**TASK REQUIREMENTS**. Copy the data below, changing each "rough mask" to "coarse mask" and leaving everything else the same.

───── RECORDS SHOWN ─────

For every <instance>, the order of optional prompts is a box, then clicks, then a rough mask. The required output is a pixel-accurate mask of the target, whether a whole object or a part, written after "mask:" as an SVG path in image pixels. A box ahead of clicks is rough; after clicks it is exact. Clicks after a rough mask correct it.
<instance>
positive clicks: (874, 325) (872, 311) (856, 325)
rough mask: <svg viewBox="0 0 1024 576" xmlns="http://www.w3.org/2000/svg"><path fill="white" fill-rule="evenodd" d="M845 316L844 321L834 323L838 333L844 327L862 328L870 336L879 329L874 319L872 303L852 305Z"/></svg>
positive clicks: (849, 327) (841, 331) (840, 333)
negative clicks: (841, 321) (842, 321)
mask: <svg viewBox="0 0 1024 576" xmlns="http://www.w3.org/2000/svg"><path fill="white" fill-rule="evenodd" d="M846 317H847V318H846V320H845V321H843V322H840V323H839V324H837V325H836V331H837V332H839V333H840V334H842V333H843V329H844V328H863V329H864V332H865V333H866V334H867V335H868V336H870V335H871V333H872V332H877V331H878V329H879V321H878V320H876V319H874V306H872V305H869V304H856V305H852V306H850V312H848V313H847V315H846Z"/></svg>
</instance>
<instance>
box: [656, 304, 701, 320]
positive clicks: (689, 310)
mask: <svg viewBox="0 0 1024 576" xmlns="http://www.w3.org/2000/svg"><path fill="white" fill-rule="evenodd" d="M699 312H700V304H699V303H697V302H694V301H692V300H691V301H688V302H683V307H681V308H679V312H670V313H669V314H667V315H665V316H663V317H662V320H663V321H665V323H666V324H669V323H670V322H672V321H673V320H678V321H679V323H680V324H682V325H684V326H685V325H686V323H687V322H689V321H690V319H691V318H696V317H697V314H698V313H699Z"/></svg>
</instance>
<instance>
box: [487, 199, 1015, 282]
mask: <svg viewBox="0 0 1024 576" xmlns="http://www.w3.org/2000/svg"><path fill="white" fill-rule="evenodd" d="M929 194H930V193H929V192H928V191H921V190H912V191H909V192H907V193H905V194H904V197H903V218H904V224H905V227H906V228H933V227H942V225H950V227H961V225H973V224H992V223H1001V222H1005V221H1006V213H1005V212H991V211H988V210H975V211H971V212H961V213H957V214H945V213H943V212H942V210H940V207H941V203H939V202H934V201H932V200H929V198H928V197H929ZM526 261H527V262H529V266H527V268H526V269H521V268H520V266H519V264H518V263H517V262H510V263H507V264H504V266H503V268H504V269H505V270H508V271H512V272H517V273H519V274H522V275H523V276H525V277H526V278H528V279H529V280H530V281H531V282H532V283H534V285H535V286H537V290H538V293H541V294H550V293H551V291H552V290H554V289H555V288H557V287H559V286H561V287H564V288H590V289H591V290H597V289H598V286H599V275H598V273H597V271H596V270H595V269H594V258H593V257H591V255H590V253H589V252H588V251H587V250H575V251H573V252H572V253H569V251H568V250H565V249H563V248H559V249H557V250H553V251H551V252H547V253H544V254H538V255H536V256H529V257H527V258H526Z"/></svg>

─────

**OUTPUT OF THE TASK**.
For every <instance>, the order of optional prompts is a box, then clicks, then a coarse mask. The required output is a pixel-accurate mask of the target, whether a whole object or a part, written after "mask:" as an SVG path in image pixels. A box ahead of clicks is rough; after clicks it is exact. Clicks after a coarse mask correct it.
<instance>
positive clicks: (874, 325) (872, 311) (856, 325)
coarse mask: <svg viewBox="0 0 1024 576" xmlns="http://www.w3.org/2000/svg"><path fill="white" fill-rule="evenodd" d="M845 316L844 321L834 323L838 333L844 327L862 328L870 336L879 329L874 319L872 303L852 305Z"/></svg>
positive clicks: (849, 327) (841, 331) (840, 333)
negative clicks: (841, 321) (842, 321)
mask: <svg viewBox="0 0 1024 576" xmlns="http://www.w3.org/2000/svg"><path fill="white" fill-rule="evenodd" d="M846 317H847V318H846V320H845V321H843V322H840V323H839V324H837V325H836V331H837V332H839V333H840V334H842V333H843V329H844V328H863V329H864V332H865V333H866V334H867V335H868V336H870V335H871V333H872V332H877V331H878V329H879V321H878V320H876V319H874V306H872V305H869V304H856V305H852V306H850V312H848V313H847V315H846Z"/></svg>
</instance>
<instance>
box: [656, 304, 701, 320]
positive clicks: (689, 310)
mask: <svg viewBox="0 0 1024 576" xmlns="http://www.w3.org/2000/svg"><path fill="white" fill-rule="evenodd" d="M699 312H700V304H699V303H697V302H694V301H692V300H691V301H688V302H683V307H681V308H679V312H670V313H669V314H667V315H665V316H663V317H662V320H663V321H665V323H666V324H669V323H670V322H672V321H673V320H678V321H679V323H680V324H682V325H684V326H685V325H686V323H687V322H689V321H690V319H691V318H696V317H697V314H698V313H699Z"/></svg>
</instance>
<instance>
box: [487, 199, 1015, 282]
mask: <svg viewBox="0 0 1024 576" xmlns="http://www.w3.org/2000/svg"><path fill="white" fill-rule="evenodd" d="M929 194H930V193H929V192H928V191H921V190H912V191H909V192H907V193H905V194H904V197H903V218H904V224H905V227H906V228H933V227H942V225H950V227H961V225H973V224H992V223H1001V222H1005V221H1006V213H1005V212H991V211H988V210H975V211H971V212H961V213H957V214H945V213H943V212H942V210H940V207H941V203H939V202H934V201H932V200H929V198H928V197H929ZM526 261H527V262H529V266H527V268H526V269H521V268H520V266H519V264H518V263H517V262H510V263H507V264H504V266H503V268H504V269H505V270H508V271H512V272H517V273H519V274H522V275H523V276H525V277H526V278H528V279H529V280H530V281H531V282H532V283H534V285H535V286H537V290H538V293H541V294H550V293H551V291H552V290H554V289H555V288H557V287H559V286H561V287H564V288H590V289H591V290H597V289H598V286H599V275H598V273H597V271H596V270H595V269H594V258H593V257H591V255H590V253H589V252H588V251H587V250H575V251H573V252H572V253H569V251H568V250H565V249H563V248H559V249H557V250H553V251H551V252H547V253H544V254H538V255H536V256H529V257H527V258H526Z"/></svg>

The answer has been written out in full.